---------- RECORDS FOR THE EXERCISE ----------

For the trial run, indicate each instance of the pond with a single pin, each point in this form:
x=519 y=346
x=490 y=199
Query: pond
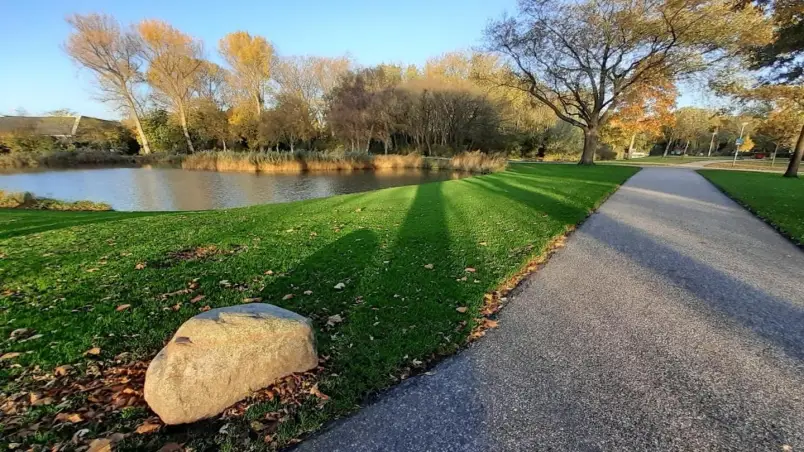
x=177 y=189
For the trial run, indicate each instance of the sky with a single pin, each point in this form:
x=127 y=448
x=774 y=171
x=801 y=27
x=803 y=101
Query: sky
x=36 y=75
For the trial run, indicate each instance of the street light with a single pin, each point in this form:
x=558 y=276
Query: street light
x=738 y=143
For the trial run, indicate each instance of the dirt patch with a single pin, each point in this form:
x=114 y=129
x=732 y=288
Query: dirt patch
x=199 y=253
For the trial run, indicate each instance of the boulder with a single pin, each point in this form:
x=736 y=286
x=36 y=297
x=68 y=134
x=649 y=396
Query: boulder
x=221 y=356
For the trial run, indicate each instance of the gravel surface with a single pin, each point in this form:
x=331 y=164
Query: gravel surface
x=673 y=320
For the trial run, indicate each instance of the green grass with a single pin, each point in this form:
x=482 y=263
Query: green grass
x=776 y=199
x=63 y=273
x=659 y=160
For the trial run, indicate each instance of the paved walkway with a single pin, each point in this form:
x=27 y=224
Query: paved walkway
x=673 y=320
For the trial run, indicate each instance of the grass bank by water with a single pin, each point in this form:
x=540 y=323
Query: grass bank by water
x=264 y=162
x=26 y=200
x=298 y=162
x=419 y=264
x=777 y=200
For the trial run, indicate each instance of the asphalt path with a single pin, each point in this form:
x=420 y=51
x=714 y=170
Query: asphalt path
x=672 y=320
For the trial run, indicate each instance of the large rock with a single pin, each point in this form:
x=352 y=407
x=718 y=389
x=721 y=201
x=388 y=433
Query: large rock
x=220 y=356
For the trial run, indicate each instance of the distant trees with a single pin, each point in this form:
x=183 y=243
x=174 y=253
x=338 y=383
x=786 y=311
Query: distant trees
x=582 y=57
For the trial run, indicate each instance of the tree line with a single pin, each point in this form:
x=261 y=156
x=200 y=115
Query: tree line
x=583 y=77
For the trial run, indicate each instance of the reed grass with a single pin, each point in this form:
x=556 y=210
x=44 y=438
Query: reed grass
x=302 y=161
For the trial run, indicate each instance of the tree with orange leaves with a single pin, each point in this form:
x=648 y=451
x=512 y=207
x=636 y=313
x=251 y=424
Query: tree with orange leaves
x=644 y=110
x=174 y=60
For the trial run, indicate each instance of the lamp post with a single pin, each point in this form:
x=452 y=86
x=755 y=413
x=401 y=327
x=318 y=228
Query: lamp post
x=738 y=143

----------

* [WHAT NEEDS TO BE DONE]: Repeat every line of the material above word for word and in the same order, leaving out the picture.

* [TASK OUTPUT]:
For the trial run, indicate each instance of the pond with a single pin, each point in this form:
x=519 y=346
x=490 y=199
Query: pond
x=177 y=189
For the trial run, indicate each instance of the sky with a single pin, each point in this form:
x=127 y=448
x=774 y=171
x=801 y=27
x=803 y=101
Query: sky
x=36 y=75
For the trial run, indicate each instance of the street light with a single pin, each point in this form:
x=558 y=276
Query: street light
x=738 y=143
For the trial run, indicate each instance of the dirt patch with a single pin, each point in this form:
x=114 y=129
x=732 y=288
Query: dirt patch
x=199 y=253
For the trial run, indicate each instance of the boulder with a single pin, each point in this form:
x=736 y=286
x=36 y=297
x=68 y=134
x=649 y=396
Query: boulder
x=221 y=356
For the trial run, indicate each instance of the gravel surface with a single pin, each point in this form:
x=331 y=164
Query: gravel surface
x=673 y=320
For the trial run, indicate each instance of the green grass with a single pin, each point in this form:
x=482 y=263
Query: green grass
x=776 y=199
x=63 y=273
x=659 y=160
For the trial run, indicate each instance of the paved walkway with a single pin, each point in this form:
x=27 y=224
Query: paved walkway
x=673 y=320
For the trial run, indicate each instance of the grass bank by water with a single pin, each point in this form:
x=540 y=323
Query: grass bank by water
x=264 y=162
x=26 y=200
x=298 y=162
x=419 y=264
x=777 y=200
For the trial run, indicate each instance of the asphalt path with a single pin, each point in this form:
x=420 y=51
x=714 y=170
Query: asphalt path
x=672 y=320
For the trial run, indicate each instance of the large rock with a single pin, each point in this form:
x=352 y=407
x=718 y=389
x=721 y=201
x=388 y=433
Query: large rock
x=220 y=356
For the trial run, indicate each instance of the distant trees with a single pin, each point in this form:
x=183 y=243
x=174 y=253
x=338 y=383
x=786 y=311
Query: distant trees
x=582 y=57
For the trial run, indicate each instance of the tree line with a single pin, each point in this form:
x=261 y=156
x=200 y=115
Query: tree line
x=583 y=77
For the trial run, indicate each instance of the reed grass with a single pin, each point in this form:
x=556 y=210
x=44 y=438
Query: reed grass
x=302 y=161
For the trial run, indicate each instance of the tree with orange leaves with a single pin, each point in this form:
x=648 y=451
x=512 y=207
x=636 y=313
x=251 y=424
Query: tree with orange leaves
x=644 y=110
x=174 y=60
For the trial run, indicate each instance of the lamp post with a single pin, each point in this form:
x=452 y=86
x=755 y=413
x=401 y=327
x=318 y=228
Query: lamp post
x=738 y=143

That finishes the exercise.